───── TEXT BLOCK ─────

Wealth Blog | Public hospitals - Britain versus Hong Kong

Having now experienced both Hong Kong's Health Authority and Britain's National Health Service hospitals, version 2014, it's interesting to make comparisons. Admittedly it's my father who is currently in the clutches of the NHS, but having now sat for a week beside him in first a high dependency and now a surgical ward, I've gained some good insights.
First off, the Musgrove Park NHS Hospital in Taunton, Somerset dates back to the Second World War when it was built by the US forces. The corridor from the front entrance to the men's surgical unit involves pushing my mother's wheelchair half a mile. I know this, because the porter told me the distance, but we usually make our own way because he takes 20 minutes to appear. The hospital was designed for US Army jeeps to zip up and down the endless internal corridors, bizarre though that might sound.
Hong Kong’s Queen Mary and Princess Margaret Hospitals are far more compact. My memory of the PM involves being unceremoniously tipped from the ambulance stretcher onto a trolley, by staff wearing pink Wellington boots. Wellies don’t feature in the NHS. The alarming tendency of PM nurses to shunt patients around on mobile beds four at a time, by banging them together like supermarket trolleys, is also mercifully absent from the NHS. Also, when you ask an NHS nurse for a drink or to go to the loo, she does not respond: "too busy - ask family member" - the stock PM response. Neither does the NHS allow mob-handed family visits, or banquet-scale picnics in the ward with relatives perched on the end of other patients' beds. That and terrifying unmasked coughing are my abiding memories of the Queen Mary respiratory ward.

Zero communication
NHS doctors are revered and genuflected too. Everyone seems to forget they are not demi-gods, just mere mortals who studied hard.
The well-publicised NHS trait of withholding patient information is alive and well. Nurses seem to be so petrified of being held accountable that they will not even tell you if it's raining. Many even avoid eye contact, scuttling about like startled rabbits, heads down. Getting updates on Dad’s medical prognosis involves ambushing the consultant as he makes his early morning rounds. I feel slightly daft stalking a doctor in a hospital ward, but if you want to find anything out, it’s the only way. And it’s not easy. First it involves sweet talking a staff nurse to let you in, because it's outside the strict visiting hours. Then you must penetrate the cordon of fawning baby doctors and nurses who flank Mr Consultant, hanging on his every word. One junior houseman winked at me and said you wouldn't think we're short of doctors in the NHS, would you? He was one of six tailing my target vascular specialist.

─────

TASK 1:
Answer these questions using the hospital blog post, one per line:
(a) Who built the Musgrove Park Hospital?
(b) What color were the Wellington boots worn by the staff who moved the writer at the PM?
(c) How many doctors were tailing the writer's target vascular specialist?
TASK 2: Name every hospital that the hospital blog post mentions by name.
TASK 3: Reproduce the stretch of the hospital blog post from "Having now experienced" through "that might sound.".
These items have nothing to do with the hospital blog post.

───── EXTRACTED MATERIAL ─────

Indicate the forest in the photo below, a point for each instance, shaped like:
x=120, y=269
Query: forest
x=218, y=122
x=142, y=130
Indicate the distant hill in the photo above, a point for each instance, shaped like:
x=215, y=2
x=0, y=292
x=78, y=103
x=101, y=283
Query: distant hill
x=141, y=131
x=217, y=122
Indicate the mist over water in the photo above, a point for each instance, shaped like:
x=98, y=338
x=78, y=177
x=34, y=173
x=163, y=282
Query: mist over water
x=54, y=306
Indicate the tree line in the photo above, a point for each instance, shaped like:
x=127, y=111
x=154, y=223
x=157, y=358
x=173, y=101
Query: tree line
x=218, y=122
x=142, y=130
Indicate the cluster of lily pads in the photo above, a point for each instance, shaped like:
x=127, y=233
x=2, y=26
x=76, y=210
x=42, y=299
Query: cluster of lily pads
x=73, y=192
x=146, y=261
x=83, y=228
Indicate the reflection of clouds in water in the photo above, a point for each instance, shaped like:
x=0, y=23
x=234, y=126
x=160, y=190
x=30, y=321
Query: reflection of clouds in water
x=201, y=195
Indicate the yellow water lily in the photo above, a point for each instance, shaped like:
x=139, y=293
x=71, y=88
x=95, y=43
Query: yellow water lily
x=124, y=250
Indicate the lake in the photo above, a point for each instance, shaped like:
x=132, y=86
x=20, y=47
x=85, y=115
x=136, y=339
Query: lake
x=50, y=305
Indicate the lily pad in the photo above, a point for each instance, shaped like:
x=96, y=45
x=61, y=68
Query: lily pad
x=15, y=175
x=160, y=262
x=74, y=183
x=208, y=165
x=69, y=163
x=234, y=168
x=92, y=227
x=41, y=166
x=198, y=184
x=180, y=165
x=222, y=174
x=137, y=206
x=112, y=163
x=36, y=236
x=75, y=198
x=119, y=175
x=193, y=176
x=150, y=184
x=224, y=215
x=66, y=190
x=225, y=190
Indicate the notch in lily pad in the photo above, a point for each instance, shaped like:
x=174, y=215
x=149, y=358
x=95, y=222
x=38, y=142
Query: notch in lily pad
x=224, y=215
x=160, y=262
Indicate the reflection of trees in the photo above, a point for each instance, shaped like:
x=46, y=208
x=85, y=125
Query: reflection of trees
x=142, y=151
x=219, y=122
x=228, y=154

─────

EXERCISE SOLUTION 1:
(a) The US forces, during the Second World War.
(b) Pink.
(c) Six.

EXERCISE SOLUTION 2:
Musgrove Park Hospital (Taunton, Somerset)
Queen Mary Hospital (Hong Kong)
Princess Margaret Hospital (Hong Kong)

EXERCISE SOLUTION 3:
Having now experienced both Hong Kong's Health Authority and Britain's National Health Service hospitals, version 2014, it's interesting to make comparisons. Admittedly it's my father who is currently in the clutches of the NHS, but having now sat for a week beside him in first a high dependency and now a surgical ward, I've gained some good insights.
First off, the Musgrove Park NHS Hospital in Taunton, Somerset dates back to the Second World War when it was built by the US forces. The corridor from the front entrance to the men's surgical unit involves pushing my mother's wheelchair half a mile. I know this, because the porter told me the distance, but we usually make our own way because he takes 20 minutes to appear. The hospital was designed for US Army jeeps to zip up and down the endless internal corridors, bizarre though that might sound.